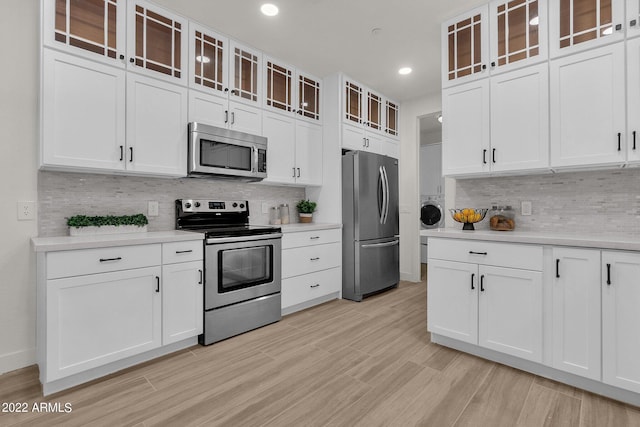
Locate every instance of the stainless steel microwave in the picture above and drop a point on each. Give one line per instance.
(224, 153)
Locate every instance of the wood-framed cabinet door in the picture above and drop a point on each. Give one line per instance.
(518, 33)
(156, 127)
(510, 311)
(452, 300)
(587, 106)
(77, 131)
(520, 119)
(576, 25)
(157, 42)
(465, 129)
(94, 29)
(620, 320)
(576, 317)
(465, 47)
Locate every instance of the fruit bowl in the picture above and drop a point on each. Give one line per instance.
(468, 216)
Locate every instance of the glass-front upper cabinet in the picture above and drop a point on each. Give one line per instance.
(465, 49)
(157, 42)
(91, 28)
(518, 33)
(581, 24)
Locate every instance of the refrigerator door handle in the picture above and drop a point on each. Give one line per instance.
(381, 245)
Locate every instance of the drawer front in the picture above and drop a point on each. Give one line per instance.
(511, 255)
(306, 238)
(102, 260)
(308, 259)
(182, 251)
(299, 289)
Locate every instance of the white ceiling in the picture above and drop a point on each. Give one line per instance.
(325, 36)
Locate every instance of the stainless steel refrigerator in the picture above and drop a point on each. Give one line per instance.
(370, 233)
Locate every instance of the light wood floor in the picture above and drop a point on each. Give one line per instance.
(338, 364)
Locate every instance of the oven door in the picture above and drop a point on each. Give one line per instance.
(241, 270)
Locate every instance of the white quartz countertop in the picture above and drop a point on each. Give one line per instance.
(600, 241)
(65, 243)
(313, 226)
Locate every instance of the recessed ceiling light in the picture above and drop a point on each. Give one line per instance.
(269, 9)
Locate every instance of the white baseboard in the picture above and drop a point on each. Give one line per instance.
(17, 360)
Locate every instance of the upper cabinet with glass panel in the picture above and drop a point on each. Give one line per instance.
(518, 33)
(91, 28)
(581, 24)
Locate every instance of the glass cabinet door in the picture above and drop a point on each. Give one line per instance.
(466, 47)
(95, 26)
(391, 125)
(308, 97)
(157, 43)
(209, 60)
(353, 103)
(279, 87)
(245, 75)
(518, 32)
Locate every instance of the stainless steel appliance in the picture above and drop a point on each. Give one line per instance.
(223, 153)
(371, 244)
(242, 265)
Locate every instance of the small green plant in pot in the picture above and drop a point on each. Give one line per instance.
(306, 209)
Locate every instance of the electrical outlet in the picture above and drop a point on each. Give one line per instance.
(26, 211)
(152, 209)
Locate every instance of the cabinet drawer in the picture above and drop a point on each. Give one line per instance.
(101, 260)
(310, 258)
(528, 257)
(296, 290)
(306, 238)
(181, 251)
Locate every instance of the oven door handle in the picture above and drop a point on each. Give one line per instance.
(217, 240)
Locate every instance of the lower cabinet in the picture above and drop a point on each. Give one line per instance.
(621, 319)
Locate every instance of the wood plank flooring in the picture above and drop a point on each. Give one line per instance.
(338, 364)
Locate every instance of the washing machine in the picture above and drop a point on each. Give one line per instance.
(431, 216)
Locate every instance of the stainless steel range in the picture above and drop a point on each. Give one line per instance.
(242, 265)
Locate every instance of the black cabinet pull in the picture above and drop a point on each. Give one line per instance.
(478, 253)
(619, 137)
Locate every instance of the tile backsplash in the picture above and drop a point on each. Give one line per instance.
(605, 201)
(63, 194)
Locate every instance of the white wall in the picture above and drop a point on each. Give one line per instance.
(19, 86)
(410, 183)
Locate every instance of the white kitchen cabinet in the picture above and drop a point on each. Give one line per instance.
(311, 271)
(465, 129)
(577, 25)
(77, 131)
(621, 319)
(100, 318)
(156, 127)
(182, 301)
(520, 119)
(587, 106)
(296, 148)
(452, 302)
(576, 319)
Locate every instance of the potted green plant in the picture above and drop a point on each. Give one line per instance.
(82, 225)
(306, 209)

What needs to be done
Return every row above unchanged, without the pictures.

Task solution
Locate every instance of the stainless steel microwave in the picture above and drop a point on each. Give one line per instance.
(224, 153)
Locate every instance of the wood-framed cabinet door in the picture above and drop a point on each. Give one line per instance.
(518, 33)
(156, 127)
(510, 311)
(452, 300)
(587, 106)
(77, 131)
(520, 119)
(576, 25)
(157, 42)
(465, 129)
(94, 29)
(620, 320)
(576, 317)
(465, 47)
Locate every instance of the fruit bowl in the picture above and drop a point on each. Give one line per instance.
(468, 216)
Locate every instance of the glass-front upper cabinet in the picture above and drop a point on each. Give one line per instance.
(465, 49)
(157, 42)
(91, 28)
(518, 33)
(581, 24)
Locate every instance of the refrigerator door handle in the picture above and drop a point on each. Give one line per instance.
(381, 245)
Locate every instance of the drawer front in the picture above and drop a point on each. Give one line per instance.
(511, 255)
(306, 238)
(102, 260)
(308, 259)
(182, 251)
(299, 289)
Locate every instance of the white ceiling in the picture above and drop a point on each. Give one line per instance.
(325, 36)
Locate every instance of the stainless steel refrigerator in the picture above and drop a point on each. Give one line per instance.
(370, 233)
Locate every instance of the light wood floor in the picture above and drop a point on each. Give one line per instance.
(338, 364)
Locate every instance of the oven door in the picture above and drop a point on each. Give one line per instance.
(241, 270)
Locate every instance of the white quartz countertop in the picture above and drop a point on each. Give one line per instance.
(600, 241)
(65, 243)
(313, 226)
Locate every instance of the recessed ceiling light in the picture above and drop a point on each. Give one line per instance.
(269, 9)
Locate every instance of the white baseboard in the picture above and drop a point on each. Give one line per instance.
(17, 360)
Locate every instance of the upper cabinet with glass panel in the picture above and drop a point on each. Give one line per instance.
(518, 33)
(91, 28)
(581, 24)
Locate every instance of the glass cabinet door in the picture above and drop a point on each. Give one line per instance.
(466, 47)
(95, 26)
(391, 125)
(308, 97)
(157, 43)
(209, 60)
(353, 103)
(279, 87)
(245, 75)
(518, 32)
Locate every instance of the stainless steel appliance in the picture above and drop a point on each. Give one line per instance.
(223, 153)
(371, 244)
(242, 265)
Locate every instance of the small green plant in pot in the picture above and drop a point on each. Give one line per instance.
(306, 209)
Locate every instance of the electrical outlet in the picture above and drop a point on each. Give one line per instance.
(26, 211)
(152, 209)
Locate every instance of the cabinet drawer in the picture above and drop a point on each. Give one line per instance.
(101, 260)
(310, 258)
(528, 257)
(296, 290)
(306, 238)
(181, 251)
Locate every instance of the oven door handle in the picture above and drop a point on each. Give one line per instance.
(217, 240)
Locate every instance of the lower cabinet in the picture above and drop a point on each. Give one line per instance.
(621, 319)
Locate every instance of the wood plank flooring in the picture above and drop a point on each. Give one line per instance.
(338, 364)
Locate every instance of the washing machine in the picture above and drop a point on each. Give one line per instance.
(431, 216)
Locate every instance of the stainless steel range in the picture above and drop a point on each. Give one line per instance.
(242, 265)
Locate every instance of the black cabinet pull in the picture above and drop a point on each. Give one line per instance.
(478, 253)
(619, 137)
Locate every instance of the tile backsplash in the picture above and drop a point on each. Give one line per instance.
(605, 201)
(63, 194)
Locate every instance of the white wall in the picture above and drop a point on each. Give one line per instance.
(19, 86)
(410, 183)
Locate every instance of the white kitchen cabinet in the picture above and drop a point on each. Give one line per instance.
(311, 271)
(465, 129)
(577, 25)
(77, 131)
(621, 319)
(100, 318)
(156, 127)
(182, 301)
(520, 119)
(587, 106)
(296, 148)
(452, 302)
(576, 319)
Locate every instance of the potted green plant in the picture above and drop a point on each. Give one line per instance.
(82, 225)
(306, 209)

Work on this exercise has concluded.